▶ **Required tasks**:
1. Rewrite the stretch of the bike room ruling from "30.   I note" through "turns on this.", putting "displayed" wherever "posted" appears.
2. Extend the bike room ruling past its last sentence.
***** Text block
27.   Section 125(1) of the SPA allows a strata to make rules governing the use, safety and condition of common property. Section 125(3) of the SPA requires all rules to be set out in a written document capable of being photocopied. Section 125(4) of the SPA requires a strata to inform owners and tenants of any new rules as soon as “feasible.”

28.   Mr. Eisner says there has never been any rule limiting the number of bikes an owner can store in the bike room. I find there is nothing in the evidence before me to suggest that the strata ever had such a rule. While it could be argued that the prohibition on spare parts, tools, or liquids in the bike room in the Second Notice created a new rule, the strata does not specifically claim to have created a new rule at that time. Even if it did, I find the wording of the Second Notice does not make it clear that the strata created a new rule. When read together with the First Notice and Third Notice I find it is unclear whether such a rule was intended, or what the rule was given the notices were inconsistent with each other. So, I find that at the relevant time the strata did not have any rules in place under section 125 of the SPA with respect to the bike room.

29.   In its submissions the strata says it intends to propose bylaw amendments to specify a maximum number of bikes per strata lot allowed in the bike room and to clarify that no accessories or parts may be stored in the bike room. Nothing in this decision prevents the strata from doing so in accordance with sections 126 to 128 of the SPA.

30.   I note that Mr. Eisner says he did not see the Second Notice at the time it was posted. However, since I find the Second Notice did not create a new rule, and since the strata undisputedly did not remove the claimed items until several months after the Third Notice, I find nothing turns on this.

31.   I also note the strata says it only removed untagged items from the bike room in August 2021. However, since I have already found the strata breached its duty to maintain common property when it removed items from the bike room at that time without proper notice, I find it does not matter if the claimed items were tagged in August 2021.

32.   In conclusion, I find the strata has not established that Mr. Eisner breached any bylaws or rules by storing the claimed items in the bike room. I find the strata did not act reasonably when it removed the claimed items from the bike room more than 3 months after the removal date on the Third Notice. So, I find the strata breached its duty to maintain common property, and Mr. Eisner is entitled to compensation.

Is the strata required to pay Mr. Eisner $994 to replace his claimed items?

33.   Mr. Eisner claims $994 for the cost of replacing the claimed items, broken down as follows:

-       2 bikes for $430 total

-       2 bike helmets for $90 total

-       1 bike pump for $50

-       1 bike frame for $149

-       3 wheel rims for $130 total (2 front rims for $40 each, and one back rim for $50)
**********
***** Supplied entries
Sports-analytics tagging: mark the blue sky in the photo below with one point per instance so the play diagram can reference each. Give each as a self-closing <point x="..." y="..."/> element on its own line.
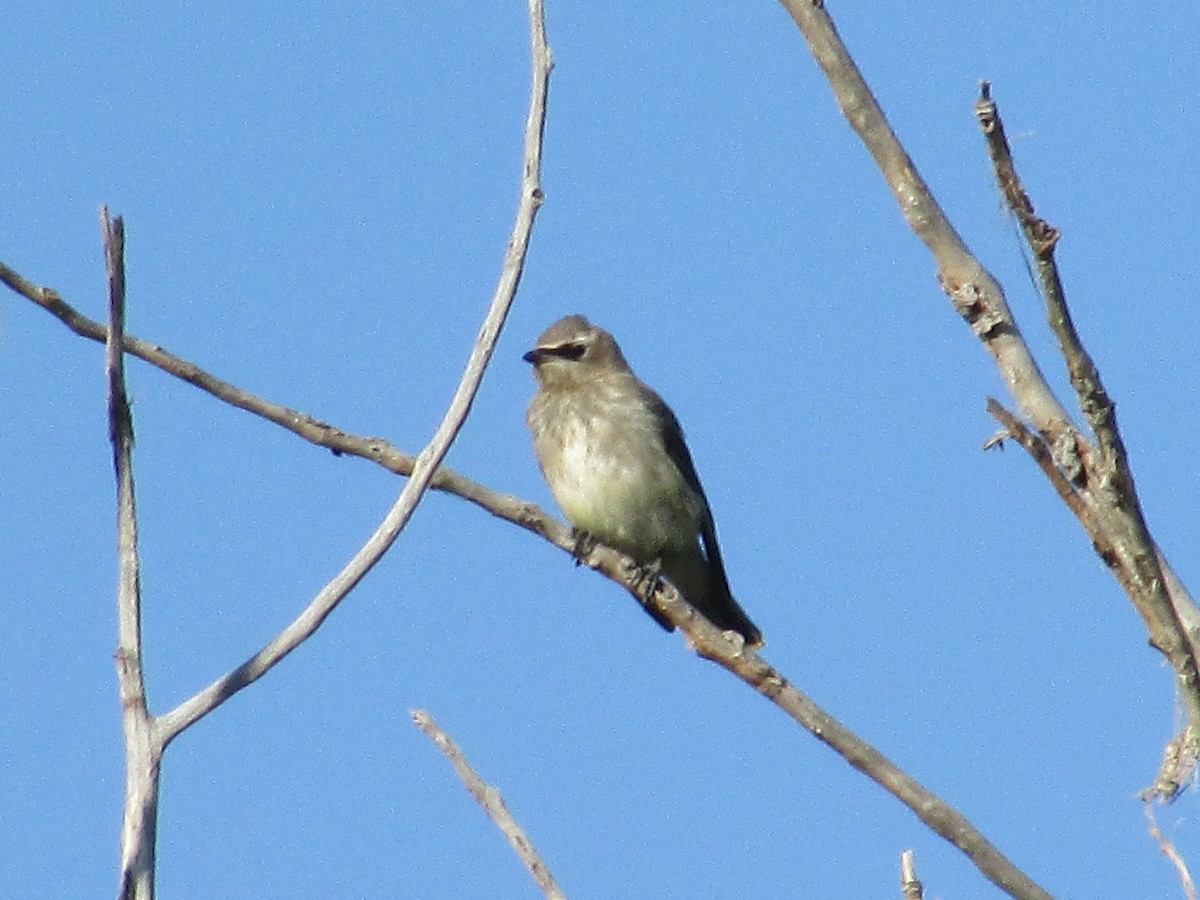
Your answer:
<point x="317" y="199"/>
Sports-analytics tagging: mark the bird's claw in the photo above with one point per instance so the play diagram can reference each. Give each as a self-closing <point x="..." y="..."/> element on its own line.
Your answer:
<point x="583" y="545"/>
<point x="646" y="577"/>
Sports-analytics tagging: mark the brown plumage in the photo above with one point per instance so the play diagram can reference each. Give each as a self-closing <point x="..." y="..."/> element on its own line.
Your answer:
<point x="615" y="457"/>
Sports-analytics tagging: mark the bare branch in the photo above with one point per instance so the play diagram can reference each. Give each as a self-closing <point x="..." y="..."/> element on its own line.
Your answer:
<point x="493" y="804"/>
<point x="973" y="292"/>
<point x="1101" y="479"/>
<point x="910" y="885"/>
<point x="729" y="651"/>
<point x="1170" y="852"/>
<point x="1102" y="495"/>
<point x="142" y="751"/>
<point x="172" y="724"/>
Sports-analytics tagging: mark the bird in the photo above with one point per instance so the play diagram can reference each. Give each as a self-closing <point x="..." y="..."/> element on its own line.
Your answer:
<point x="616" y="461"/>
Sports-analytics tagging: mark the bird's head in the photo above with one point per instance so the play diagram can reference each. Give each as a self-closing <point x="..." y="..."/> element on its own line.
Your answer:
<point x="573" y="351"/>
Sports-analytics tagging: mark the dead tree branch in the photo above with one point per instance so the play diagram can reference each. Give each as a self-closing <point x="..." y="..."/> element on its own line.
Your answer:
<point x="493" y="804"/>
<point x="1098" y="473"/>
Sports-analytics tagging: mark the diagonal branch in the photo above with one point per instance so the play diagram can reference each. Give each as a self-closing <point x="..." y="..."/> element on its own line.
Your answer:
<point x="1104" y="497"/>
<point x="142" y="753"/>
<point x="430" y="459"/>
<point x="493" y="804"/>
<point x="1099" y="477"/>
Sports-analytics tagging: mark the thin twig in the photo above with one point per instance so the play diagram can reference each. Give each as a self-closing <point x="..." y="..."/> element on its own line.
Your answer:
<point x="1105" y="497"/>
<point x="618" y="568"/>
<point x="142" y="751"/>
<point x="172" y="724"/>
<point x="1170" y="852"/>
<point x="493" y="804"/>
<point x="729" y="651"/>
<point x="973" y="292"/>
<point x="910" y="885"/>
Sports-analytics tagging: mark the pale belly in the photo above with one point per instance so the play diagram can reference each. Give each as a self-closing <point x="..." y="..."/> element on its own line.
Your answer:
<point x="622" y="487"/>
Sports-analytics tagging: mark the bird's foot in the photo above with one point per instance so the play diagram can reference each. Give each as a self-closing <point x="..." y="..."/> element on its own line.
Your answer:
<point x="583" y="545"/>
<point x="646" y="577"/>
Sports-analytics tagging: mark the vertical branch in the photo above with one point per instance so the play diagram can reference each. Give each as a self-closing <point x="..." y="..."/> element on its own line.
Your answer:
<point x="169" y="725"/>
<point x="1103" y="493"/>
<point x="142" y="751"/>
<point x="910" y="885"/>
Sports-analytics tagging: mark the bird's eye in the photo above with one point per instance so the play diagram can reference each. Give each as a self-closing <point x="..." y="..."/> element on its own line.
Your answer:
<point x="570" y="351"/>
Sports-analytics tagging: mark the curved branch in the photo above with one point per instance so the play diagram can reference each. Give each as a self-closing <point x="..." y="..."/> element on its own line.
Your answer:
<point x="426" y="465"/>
**********
▶ **Answers**:
1.
30.   I note that Mr. Eisner says he did not see the Second Notice at the time it was displayed. However, since I find the Second Notice did not create a new rule, and since the strata undisputedly did not remove the claimed items until several months after the Third Notice, I find nothing turns on this.

2.
-       1 rat trap carrier for $25

-       2 inner tubes for $30

-       1 blue recycling box for $20

-       4 containers of lubricant for $70 total

34.   The strata says Mr. Eisner has failed to provide sufficient evidence of which items were removed from the bike room, and their value, such as receipts or proof of an insurance claim. However, in the circumstances I would not necessarily expect Mr. Eisner to have kept receipts for the claimed items. I find his August 25, 2021, email to the strata manager to be reliable evidence of which items were removed from the bike room and his estimate of their value. In that email, at which point Mr. Eisner believed the claimed items had been stolen, he listed all the claimed items and said their value was “on the borderline of $1000”. He said in the email that it may not be worth filing an insurance claim. I find this email is persuasive evidence that the strata removed all of the claimed items from the bike storage room in August 2021. Next, I must assess their value.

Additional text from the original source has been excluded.